• [WHAT IS NEEDED]: Produce an exact copy of the lines from the line containing "Would you be able to indicate the distant" through the last line of the entries below, and only those lines.

• [PROVIDED DATA]:
--- start ---

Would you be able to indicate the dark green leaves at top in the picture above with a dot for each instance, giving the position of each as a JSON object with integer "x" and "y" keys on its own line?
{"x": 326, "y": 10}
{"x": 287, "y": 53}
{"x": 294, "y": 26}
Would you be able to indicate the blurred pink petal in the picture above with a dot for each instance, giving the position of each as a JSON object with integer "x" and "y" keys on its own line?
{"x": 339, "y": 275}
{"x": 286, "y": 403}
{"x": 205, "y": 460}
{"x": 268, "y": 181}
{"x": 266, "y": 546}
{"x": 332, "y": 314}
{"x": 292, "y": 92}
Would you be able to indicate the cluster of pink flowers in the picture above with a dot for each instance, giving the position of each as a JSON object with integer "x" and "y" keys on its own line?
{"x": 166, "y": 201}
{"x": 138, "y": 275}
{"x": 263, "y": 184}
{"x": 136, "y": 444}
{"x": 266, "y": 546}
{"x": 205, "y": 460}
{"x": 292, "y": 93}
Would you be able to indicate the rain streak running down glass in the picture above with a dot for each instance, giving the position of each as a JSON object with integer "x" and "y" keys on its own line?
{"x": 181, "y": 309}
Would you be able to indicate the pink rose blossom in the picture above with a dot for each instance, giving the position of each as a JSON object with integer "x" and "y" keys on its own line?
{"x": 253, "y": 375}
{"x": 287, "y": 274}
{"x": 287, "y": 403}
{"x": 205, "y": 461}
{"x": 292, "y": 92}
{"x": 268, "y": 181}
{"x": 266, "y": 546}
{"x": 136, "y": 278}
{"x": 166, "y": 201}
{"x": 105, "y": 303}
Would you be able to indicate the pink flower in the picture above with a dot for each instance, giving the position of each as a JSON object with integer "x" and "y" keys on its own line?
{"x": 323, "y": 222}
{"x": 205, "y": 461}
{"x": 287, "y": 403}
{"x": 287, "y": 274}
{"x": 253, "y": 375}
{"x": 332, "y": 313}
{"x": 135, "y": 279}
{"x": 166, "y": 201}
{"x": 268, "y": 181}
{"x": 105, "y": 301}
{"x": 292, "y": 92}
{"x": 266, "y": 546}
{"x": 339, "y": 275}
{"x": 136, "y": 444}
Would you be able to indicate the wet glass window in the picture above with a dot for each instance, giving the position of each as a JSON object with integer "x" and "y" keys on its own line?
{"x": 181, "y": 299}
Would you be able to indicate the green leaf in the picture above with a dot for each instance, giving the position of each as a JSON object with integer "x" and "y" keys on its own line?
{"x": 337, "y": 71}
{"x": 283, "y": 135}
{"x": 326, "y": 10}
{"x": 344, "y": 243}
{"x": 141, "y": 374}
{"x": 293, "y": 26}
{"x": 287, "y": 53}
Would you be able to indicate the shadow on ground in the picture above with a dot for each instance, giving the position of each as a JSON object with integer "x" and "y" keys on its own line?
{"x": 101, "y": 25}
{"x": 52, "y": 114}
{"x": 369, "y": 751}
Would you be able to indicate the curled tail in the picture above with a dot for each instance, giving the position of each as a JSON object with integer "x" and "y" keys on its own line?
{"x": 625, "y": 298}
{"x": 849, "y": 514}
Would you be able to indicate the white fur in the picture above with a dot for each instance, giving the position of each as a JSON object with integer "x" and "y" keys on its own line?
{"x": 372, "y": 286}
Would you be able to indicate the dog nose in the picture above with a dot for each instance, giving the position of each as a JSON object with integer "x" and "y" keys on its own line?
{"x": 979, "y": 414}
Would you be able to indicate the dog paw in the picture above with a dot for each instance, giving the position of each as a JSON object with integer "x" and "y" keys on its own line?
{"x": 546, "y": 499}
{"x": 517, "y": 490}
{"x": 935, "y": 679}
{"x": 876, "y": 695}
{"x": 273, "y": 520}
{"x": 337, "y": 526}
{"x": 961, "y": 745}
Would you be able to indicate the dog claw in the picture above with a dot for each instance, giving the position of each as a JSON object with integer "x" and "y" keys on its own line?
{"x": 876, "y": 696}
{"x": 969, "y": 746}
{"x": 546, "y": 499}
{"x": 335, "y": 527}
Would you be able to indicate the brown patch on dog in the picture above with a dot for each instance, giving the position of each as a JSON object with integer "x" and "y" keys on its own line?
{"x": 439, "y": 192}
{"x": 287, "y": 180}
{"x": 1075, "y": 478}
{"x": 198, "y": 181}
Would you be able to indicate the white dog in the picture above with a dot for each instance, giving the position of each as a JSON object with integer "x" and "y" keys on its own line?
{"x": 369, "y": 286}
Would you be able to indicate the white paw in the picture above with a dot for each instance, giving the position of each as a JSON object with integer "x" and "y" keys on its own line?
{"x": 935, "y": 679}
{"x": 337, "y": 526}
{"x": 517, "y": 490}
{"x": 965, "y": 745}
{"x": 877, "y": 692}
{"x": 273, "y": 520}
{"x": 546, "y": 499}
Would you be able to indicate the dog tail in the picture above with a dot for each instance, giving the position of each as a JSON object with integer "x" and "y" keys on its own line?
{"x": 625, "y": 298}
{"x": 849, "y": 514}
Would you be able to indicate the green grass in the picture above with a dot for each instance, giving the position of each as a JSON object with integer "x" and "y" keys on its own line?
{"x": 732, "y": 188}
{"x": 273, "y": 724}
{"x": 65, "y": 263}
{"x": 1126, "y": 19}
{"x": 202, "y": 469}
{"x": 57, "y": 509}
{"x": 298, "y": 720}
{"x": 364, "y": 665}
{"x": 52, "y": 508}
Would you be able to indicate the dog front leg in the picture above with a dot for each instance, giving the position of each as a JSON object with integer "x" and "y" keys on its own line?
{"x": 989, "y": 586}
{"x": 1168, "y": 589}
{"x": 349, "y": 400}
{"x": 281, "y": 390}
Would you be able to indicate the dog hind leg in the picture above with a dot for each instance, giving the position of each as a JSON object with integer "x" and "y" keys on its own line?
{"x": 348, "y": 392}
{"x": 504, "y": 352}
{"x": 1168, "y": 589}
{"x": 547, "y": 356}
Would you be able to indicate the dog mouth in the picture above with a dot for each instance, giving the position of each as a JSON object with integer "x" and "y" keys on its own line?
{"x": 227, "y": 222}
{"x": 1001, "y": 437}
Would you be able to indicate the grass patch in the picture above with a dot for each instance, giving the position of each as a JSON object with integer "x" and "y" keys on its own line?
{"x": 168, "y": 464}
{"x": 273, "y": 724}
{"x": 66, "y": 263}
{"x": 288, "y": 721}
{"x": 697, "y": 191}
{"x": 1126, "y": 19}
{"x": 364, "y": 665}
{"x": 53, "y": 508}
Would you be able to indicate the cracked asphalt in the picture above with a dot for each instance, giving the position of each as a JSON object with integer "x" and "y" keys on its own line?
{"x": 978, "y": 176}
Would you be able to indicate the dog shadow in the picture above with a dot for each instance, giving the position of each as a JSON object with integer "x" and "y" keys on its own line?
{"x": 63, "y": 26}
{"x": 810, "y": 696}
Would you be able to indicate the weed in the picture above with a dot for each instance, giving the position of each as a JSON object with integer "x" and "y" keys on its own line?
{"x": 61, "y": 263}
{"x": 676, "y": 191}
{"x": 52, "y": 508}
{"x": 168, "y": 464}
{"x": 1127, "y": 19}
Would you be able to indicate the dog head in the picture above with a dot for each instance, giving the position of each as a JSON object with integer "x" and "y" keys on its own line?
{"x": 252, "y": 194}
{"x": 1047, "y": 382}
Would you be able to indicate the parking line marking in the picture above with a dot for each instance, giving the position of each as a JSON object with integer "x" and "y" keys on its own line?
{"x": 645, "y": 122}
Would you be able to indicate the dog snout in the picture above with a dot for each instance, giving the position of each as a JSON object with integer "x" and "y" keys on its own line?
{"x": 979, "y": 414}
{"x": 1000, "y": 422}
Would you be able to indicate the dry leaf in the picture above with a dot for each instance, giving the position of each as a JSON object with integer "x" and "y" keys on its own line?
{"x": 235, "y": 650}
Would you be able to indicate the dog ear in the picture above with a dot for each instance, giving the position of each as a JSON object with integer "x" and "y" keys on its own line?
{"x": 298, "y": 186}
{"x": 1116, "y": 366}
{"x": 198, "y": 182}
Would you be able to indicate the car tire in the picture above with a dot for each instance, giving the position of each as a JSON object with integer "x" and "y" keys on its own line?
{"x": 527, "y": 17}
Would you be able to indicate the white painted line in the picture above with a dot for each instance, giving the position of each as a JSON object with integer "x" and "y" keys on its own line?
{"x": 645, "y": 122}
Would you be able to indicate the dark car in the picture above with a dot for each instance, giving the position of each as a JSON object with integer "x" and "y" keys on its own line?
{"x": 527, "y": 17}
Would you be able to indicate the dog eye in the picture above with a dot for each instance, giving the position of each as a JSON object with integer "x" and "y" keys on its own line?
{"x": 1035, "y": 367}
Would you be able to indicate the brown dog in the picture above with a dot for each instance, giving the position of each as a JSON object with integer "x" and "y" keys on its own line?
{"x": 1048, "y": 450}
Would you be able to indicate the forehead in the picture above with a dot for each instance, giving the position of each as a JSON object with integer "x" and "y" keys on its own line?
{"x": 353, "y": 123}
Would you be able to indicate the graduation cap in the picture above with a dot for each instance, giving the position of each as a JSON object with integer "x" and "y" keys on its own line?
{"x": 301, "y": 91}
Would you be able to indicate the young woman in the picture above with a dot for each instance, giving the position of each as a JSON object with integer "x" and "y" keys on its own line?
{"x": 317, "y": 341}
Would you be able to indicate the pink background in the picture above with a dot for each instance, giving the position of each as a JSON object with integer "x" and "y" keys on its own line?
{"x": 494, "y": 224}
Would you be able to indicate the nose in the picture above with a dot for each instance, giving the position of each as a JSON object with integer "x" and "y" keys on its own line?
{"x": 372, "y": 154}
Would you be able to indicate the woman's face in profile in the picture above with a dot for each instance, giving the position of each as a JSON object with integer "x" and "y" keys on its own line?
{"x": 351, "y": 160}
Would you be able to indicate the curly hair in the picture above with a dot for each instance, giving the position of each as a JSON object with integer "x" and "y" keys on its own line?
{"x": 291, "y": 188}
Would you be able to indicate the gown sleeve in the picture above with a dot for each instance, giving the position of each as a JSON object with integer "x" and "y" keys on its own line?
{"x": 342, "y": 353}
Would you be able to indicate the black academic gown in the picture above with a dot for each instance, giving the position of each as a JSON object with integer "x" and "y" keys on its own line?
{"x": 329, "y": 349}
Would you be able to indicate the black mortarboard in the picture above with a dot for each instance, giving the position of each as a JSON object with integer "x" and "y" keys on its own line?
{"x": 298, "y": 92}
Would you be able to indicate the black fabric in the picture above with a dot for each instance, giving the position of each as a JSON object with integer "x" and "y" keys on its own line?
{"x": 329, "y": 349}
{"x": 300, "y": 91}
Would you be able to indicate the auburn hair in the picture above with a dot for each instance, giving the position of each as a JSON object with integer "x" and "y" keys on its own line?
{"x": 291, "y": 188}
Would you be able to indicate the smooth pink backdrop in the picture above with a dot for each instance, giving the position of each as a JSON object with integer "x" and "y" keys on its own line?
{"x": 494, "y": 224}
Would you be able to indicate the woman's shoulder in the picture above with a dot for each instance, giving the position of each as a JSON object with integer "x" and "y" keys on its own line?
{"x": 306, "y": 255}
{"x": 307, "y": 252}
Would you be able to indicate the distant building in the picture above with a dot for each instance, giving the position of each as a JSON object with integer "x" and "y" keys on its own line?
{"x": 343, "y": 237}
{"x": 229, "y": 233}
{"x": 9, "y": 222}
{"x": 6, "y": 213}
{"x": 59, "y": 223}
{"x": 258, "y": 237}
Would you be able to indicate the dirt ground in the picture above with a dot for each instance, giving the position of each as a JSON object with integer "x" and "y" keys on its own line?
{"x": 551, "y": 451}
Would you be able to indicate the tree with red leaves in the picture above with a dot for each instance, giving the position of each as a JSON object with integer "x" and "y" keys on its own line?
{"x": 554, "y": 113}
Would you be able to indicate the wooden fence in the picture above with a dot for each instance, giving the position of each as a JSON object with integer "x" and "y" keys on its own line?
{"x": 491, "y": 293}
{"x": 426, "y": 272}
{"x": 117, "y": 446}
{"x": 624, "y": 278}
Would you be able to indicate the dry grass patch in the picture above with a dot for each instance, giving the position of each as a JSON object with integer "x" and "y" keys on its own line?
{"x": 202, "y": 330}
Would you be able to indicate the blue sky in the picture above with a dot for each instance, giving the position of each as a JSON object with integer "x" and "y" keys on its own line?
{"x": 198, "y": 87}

--- end ---

• [ANSWER FOR THE TASK]:
Would you be able to indicate the distant building in the picture above with a dot for each instance, giving the position of each as a JSON object with integer "x" and "y" keys on its own line?
{"x": 343, "y": 237}
{"x": 229, "y": 233}
{"x": 9, "y": 222}
{"x": 6, "y": 213}
{"x": 59, "y": 223}
{"x": 258, "y": 237}
Would you be able to indicate the dirt ground in the picture above with a dot for each instance, giving the position of each as a JSON object with integer "x" and "y" keys on its own line?
{"x": 551, "y": 451}
Would you be able to indicate the tree with red leaves in the picture above with a dot for each instance, giving the position of each as a JSON object with integer "x" and "y" keys on its own line?
{"x": 554, "y": 113}
Would you be able to indicate the wooden fence in the picture above with a dot for each instance, giving the position of each as a JSON object with integer "x" and "y" keys on its own line?
{"x": 491, "y": 293}
{"x": 426, "y": 272}
{"x": 117, "y": 446}
{"x": 624, "y": 278}
Would you be able to indicate the dry grass patch in the picture above with a dot for each instance, giving the position of each as a JSON object with integer "x" and "y" keys on its own line?
{"x": 202, "y": 330}
Would you be able to indicate the blue sky in the picture above with a dot for each instance, giving the position of each as a JSON object with integer "x" and "y" keys on its own line?
{"x": 198, "y": 87}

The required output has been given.